### TEXT

※ ※ ※

Although shift work has been linked with weak immune systems, high blood pressure, and conditions like heart disease and type 2 diabetes, it is also leading to more car accidents in Minnesota and across the United States. The reason is that disruptions in the sleep-wake cycle contribute to greater drowsiness during the day.
To investigate the trend, researchers from Brigham and Women's Hospital conducted a study using 16 night shift workers. These workers were asked to participate in two driving sessions, the first after sleeping overnight and the second after getting off work. It was in the second session that drivers exhibited more signs of drowsiness, which an EEG measured during micro-sleep episodes.
Nearly 40 percent drivers were involved in near-crash events during the second session. Over a third had their session terminated early after having to perform an emergency stop. Among both sessions, half ended with drivers losing control of their vehicles.

※ ※ ※

### INSTRUCTIONS
a. Echo the shift work passage word for word, starting at "Nearly 40 percent" and ending at "of their vehicles.".
b. Carry on the passage about shift work and drowsy driving, picking up after its final sentence.

### PROVIDED INFORMATION
※ ※ ※

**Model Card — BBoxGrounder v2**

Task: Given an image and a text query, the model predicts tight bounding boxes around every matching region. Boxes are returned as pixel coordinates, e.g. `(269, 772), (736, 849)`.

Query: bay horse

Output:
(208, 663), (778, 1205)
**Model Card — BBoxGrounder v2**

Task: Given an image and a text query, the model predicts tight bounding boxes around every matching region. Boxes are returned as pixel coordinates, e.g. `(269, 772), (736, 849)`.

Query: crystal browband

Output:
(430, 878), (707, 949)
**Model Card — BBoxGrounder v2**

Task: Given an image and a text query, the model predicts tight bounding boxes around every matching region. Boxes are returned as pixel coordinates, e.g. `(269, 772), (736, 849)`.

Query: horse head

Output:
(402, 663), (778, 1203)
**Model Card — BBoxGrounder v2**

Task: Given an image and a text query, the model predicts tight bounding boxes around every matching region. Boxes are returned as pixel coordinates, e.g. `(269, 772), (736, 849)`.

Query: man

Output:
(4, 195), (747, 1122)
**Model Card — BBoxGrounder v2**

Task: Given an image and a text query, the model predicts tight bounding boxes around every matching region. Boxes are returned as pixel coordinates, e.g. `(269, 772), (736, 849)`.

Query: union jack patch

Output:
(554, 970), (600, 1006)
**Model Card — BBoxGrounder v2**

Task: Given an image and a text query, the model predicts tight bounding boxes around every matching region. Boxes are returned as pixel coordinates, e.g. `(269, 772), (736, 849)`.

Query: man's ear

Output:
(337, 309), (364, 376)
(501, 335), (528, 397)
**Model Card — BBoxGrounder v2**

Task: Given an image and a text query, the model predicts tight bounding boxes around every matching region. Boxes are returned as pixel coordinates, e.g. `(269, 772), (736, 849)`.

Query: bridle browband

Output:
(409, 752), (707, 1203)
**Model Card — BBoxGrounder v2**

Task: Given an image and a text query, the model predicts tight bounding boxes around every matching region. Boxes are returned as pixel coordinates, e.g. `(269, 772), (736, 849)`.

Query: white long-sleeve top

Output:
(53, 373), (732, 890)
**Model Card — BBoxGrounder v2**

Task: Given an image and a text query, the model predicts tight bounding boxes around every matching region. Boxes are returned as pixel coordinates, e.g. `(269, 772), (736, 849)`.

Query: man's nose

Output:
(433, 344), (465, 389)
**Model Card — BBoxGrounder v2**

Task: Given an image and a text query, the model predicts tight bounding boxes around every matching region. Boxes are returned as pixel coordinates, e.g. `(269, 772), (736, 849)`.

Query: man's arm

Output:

※ ※ ※

### TASK ANSWERS
a.
Nearly 40 percent drivers were involved in near-crash events during the second session. Over a third had their session terminated early after having to perform an emergency stop. Among both sessions, half ended with drivers losing control of their vehicles.

b.
Researchers stated that having more experience in shift work did not alter the results. Participants' driving reactions were often similar to those of drivers with high blood alcohol content. On average, researchers took only 15 minutes to detect signs of sleep-related impairment in the drivers. The study concluded by encouraging better education about the risks of drowsy driving, especially when returning from a night shift.
Drivers are responsible if their drowsiness becomes the cause of a car accident. Victims may wish to have a lawyer help with the injury claim as he or she may be able to determine how much a victim is eligible for and whether or not the victim contributed to the accident. Contributory negligence won't invalidate a claim, but it could lower the potential settlement. After investigators find evidence of negligence, the lawyer may be able to proceed with negotiations and, if necessary, litigation.